*Objective*
How many lines in the listing below contain the string "long"? Case counts, so only matches with identical capitalization qualify. Reply with the number alone.

++++ Record set ++++

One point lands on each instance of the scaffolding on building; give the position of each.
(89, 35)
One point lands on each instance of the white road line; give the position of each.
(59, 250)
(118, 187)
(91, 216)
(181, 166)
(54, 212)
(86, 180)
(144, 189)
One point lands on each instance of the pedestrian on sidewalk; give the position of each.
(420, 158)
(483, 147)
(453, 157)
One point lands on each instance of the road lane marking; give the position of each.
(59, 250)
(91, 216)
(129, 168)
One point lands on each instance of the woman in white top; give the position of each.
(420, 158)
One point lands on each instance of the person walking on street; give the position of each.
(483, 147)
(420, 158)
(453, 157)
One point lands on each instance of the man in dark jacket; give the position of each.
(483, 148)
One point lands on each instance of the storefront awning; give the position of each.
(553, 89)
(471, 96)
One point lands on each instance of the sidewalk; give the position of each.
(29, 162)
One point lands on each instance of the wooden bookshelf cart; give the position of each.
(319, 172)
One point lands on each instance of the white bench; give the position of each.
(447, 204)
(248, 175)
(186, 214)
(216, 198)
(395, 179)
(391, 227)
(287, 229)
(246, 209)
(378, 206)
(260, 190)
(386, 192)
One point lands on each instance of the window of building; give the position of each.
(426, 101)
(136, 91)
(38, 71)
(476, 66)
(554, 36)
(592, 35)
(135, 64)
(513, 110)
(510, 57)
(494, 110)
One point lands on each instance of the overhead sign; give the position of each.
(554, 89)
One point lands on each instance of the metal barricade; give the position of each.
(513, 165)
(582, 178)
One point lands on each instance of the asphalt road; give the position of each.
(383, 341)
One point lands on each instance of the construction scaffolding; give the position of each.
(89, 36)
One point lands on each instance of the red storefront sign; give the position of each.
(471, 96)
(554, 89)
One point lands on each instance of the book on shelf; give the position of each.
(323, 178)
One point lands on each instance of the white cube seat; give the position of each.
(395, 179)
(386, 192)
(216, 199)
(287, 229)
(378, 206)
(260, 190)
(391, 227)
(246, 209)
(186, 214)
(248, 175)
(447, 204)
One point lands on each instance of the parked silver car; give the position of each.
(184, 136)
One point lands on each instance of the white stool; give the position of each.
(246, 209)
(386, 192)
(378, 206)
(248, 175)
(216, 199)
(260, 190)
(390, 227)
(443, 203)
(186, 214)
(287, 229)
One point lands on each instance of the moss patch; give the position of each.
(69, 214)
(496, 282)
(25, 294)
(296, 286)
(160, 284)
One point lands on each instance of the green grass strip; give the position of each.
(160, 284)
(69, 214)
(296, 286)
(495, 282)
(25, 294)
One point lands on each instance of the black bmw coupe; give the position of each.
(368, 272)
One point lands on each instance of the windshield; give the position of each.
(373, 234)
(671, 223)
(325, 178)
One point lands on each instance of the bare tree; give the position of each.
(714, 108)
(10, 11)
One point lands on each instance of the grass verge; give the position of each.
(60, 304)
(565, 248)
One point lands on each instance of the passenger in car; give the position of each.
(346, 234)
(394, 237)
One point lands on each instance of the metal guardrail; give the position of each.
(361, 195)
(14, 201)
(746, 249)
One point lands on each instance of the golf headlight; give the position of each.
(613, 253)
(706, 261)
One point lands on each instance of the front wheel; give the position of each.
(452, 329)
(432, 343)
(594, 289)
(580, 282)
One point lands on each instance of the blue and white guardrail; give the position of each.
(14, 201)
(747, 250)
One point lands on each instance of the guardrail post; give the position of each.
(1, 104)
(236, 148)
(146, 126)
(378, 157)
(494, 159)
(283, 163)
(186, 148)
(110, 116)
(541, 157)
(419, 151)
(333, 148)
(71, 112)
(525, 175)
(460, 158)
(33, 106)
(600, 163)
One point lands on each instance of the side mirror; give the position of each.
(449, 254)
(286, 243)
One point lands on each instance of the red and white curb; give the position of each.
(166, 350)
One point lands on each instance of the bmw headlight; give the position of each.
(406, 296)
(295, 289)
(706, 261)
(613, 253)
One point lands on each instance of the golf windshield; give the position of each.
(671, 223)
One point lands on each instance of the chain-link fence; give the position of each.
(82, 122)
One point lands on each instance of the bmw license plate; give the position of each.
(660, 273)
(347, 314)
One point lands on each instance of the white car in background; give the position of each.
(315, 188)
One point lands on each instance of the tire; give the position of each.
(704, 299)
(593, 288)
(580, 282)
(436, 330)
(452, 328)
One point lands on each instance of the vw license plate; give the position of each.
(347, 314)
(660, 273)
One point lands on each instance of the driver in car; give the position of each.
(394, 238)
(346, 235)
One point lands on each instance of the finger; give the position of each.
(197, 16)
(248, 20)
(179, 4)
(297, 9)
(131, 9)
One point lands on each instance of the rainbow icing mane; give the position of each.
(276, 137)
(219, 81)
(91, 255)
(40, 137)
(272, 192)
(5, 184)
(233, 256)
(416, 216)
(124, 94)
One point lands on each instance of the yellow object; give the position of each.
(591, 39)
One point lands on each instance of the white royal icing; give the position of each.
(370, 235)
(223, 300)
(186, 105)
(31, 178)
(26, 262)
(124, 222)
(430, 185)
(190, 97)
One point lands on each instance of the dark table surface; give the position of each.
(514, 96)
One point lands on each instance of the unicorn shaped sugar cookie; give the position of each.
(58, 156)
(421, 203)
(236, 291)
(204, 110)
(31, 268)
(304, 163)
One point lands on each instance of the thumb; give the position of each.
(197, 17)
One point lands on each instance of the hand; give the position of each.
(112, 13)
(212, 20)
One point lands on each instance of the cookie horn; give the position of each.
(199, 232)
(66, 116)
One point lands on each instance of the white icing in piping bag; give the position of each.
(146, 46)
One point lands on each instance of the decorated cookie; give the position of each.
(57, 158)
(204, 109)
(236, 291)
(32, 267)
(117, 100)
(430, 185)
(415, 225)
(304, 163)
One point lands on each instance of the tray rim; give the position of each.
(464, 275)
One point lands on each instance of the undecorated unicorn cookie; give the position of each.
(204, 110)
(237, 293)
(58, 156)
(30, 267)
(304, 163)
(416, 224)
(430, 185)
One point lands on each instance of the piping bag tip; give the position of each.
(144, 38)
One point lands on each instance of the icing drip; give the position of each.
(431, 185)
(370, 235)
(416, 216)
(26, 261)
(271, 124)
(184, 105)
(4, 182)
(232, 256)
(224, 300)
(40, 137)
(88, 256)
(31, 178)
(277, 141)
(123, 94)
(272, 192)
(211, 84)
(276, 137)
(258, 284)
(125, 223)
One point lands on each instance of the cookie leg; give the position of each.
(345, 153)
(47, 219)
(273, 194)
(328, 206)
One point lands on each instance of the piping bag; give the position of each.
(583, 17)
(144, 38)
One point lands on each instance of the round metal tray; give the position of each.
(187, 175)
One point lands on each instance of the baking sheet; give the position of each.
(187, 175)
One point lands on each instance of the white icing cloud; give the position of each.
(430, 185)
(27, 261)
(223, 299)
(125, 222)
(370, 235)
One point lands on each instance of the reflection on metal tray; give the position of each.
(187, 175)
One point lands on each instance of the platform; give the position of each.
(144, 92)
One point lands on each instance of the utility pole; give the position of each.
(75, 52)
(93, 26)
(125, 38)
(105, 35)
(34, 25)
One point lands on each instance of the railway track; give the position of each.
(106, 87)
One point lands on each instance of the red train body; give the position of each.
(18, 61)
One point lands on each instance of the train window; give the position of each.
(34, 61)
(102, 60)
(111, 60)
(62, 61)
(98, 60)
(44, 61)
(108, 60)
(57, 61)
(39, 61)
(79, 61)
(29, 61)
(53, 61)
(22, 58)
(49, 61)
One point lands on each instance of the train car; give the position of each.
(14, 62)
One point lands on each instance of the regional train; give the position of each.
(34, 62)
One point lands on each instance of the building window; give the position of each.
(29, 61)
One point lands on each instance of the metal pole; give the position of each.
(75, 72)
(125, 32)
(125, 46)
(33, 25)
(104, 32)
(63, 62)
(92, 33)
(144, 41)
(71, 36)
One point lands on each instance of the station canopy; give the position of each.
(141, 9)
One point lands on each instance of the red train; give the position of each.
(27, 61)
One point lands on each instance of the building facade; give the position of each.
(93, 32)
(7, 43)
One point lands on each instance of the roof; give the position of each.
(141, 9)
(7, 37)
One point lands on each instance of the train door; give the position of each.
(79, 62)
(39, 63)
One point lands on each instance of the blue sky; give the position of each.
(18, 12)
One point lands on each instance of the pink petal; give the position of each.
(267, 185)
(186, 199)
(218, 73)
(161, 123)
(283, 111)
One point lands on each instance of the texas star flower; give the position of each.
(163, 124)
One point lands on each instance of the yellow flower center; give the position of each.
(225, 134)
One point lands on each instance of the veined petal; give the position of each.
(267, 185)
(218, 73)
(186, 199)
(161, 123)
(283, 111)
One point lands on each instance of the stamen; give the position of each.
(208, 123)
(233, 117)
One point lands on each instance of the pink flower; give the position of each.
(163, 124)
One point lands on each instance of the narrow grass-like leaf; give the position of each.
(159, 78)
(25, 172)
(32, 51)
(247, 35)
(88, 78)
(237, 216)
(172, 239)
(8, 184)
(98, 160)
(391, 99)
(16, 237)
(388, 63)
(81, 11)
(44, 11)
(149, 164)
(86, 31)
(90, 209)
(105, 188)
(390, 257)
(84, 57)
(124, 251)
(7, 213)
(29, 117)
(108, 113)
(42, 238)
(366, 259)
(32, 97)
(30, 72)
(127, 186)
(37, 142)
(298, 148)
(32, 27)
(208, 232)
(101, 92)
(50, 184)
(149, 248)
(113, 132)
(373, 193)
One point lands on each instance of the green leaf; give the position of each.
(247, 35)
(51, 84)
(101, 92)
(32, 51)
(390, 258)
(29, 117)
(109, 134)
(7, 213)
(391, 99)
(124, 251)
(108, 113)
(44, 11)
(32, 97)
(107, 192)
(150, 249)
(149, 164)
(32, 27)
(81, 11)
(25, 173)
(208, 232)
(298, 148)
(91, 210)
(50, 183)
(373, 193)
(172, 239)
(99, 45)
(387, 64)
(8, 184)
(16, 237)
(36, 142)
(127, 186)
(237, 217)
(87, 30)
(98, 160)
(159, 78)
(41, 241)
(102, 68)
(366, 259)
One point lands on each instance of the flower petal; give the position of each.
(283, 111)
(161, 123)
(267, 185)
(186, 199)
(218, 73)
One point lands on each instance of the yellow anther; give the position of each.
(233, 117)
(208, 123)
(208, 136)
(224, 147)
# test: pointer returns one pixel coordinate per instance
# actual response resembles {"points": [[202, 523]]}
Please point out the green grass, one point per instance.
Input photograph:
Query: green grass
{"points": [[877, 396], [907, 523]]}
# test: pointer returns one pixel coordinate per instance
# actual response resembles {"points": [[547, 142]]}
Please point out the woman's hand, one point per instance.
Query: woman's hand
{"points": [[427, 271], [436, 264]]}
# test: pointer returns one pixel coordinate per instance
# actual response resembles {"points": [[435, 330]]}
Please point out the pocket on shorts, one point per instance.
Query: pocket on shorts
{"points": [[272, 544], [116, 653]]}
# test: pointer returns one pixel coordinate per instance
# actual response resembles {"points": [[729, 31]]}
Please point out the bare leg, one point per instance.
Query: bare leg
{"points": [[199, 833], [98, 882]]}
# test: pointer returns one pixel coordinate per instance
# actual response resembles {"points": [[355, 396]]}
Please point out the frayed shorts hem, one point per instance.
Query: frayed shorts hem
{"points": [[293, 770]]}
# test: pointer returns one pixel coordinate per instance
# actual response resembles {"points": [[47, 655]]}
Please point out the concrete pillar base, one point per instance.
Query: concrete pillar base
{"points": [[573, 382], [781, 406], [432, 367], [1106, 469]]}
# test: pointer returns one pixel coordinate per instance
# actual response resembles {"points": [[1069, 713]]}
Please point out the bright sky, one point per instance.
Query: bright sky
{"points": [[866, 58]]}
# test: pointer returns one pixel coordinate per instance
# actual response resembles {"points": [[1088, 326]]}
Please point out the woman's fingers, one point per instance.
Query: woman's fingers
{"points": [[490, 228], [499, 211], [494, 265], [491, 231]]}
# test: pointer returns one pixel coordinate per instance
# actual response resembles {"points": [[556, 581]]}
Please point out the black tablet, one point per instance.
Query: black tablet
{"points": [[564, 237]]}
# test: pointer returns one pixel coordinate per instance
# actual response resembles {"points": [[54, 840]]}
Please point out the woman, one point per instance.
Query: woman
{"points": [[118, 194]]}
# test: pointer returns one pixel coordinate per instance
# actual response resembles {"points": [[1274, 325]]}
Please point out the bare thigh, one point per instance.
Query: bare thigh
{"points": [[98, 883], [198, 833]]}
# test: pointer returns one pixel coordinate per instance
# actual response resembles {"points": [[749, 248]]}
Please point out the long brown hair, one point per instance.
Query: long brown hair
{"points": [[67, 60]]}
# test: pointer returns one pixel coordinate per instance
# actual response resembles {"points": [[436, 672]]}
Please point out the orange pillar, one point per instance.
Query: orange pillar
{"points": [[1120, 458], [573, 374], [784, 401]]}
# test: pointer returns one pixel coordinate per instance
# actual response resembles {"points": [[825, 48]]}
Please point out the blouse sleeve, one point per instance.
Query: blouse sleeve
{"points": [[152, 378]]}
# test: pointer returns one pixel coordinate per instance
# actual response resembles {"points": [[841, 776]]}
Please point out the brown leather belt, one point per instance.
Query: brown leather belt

++++

*Expected output*
2